* Work to be completed
Rewrite these rows as a numbered list, leaving out any blank lines.

* Excerpted records
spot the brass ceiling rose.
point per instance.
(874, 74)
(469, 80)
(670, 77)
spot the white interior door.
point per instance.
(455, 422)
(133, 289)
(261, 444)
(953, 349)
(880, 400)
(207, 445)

* Task result
1. spot the brass ceiling rose.
2. point per instance.
3. (874, 74)
4. (469, 80)
5. (670, 77)
6. spot the white interior door.
7. point per instance.
8. (455, 422)
9. (133, 289)
10. (261, 444)
11. (953, 349)
12. (880, 400)
13. (207, 445)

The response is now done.